» **Task inputs**
═══
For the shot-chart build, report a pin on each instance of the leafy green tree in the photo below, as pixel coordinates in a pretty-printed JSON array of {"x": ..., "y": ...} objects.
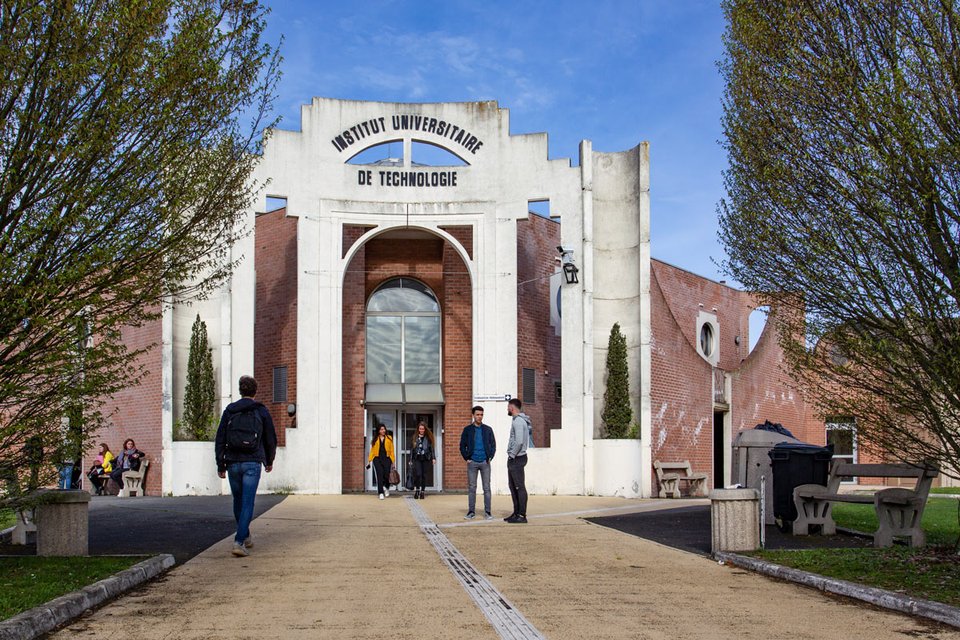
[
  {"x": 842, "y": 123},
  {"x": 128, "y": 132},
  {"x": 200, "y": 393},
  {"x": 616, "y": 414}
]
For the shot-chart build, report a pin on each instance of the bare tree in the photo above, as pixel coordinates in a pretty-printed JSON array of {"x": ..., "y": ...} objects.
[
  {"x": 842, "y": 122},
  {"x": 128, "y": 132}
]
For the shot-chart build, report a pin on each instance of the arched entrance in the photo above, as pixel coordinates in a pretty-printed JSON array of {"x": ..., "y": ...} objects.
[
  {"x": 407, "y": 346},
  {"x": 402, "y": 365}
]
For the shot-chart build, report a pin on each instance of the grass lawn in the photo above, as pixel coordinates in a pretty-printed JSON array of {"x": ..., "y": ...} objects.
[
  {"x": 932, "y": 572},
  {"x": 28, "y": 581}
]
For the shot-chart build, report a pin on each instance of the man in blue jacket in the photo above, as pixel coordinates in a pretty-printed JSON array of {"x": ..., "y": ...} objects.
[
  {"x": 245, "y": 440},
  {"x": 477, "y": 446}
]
═══
» **Challenge**
Reproduce the records verbatim, omitting all images they contain.

» **Answer in full**
For the shot-chart build, report a pin on each instance of the leafy green tree in the photo below, as pixel coordinates in a pretty-printed JSON array of {"x": ..., "y": ...} objects.
[
  {"x": 842, "y": 123},
  {"x": 128, "y": 132},
  {"x": 200, "y": 393},
  {"x": 616, "y": 414}
]
For the shot-chart build, report a pin on each instance of the bare tree in the photo above, as pixel coordinates in a pretty-printed JSON array of {"x": ..., "y": ...} objects.
[
  {"x": 842, "y": 122},
  {"x": 128, "y": 132}
]
For the shot-chart build, report a pin on each instance of the arched entrance in the photo above, as pixel coordinates in a pretty-printed JSON array of {"x": ..., "y": ...} objects.
[
  {"x": 407, "y": 346},
  {"x": 402, "y": 365}
]
For the shot-chart build, report a pin on each instance of the grass lawn in the photo above, as pixel coordinates in a pretty-printed JSON array of {"x": ..., "y": ...} objects.
[
  {"x": 932, "y": 572},
  {"x": 28, "y": 581}
]
For the shot-chart build, report a pin on each instance of the man in blue jacket in the photo above, as pixel coordinates in a pretty-printed JSON array of {"x": ..., "y": ...} objects.
[
  {"x": 245, "y": 440},
  {"x": 477, "y": 446}
]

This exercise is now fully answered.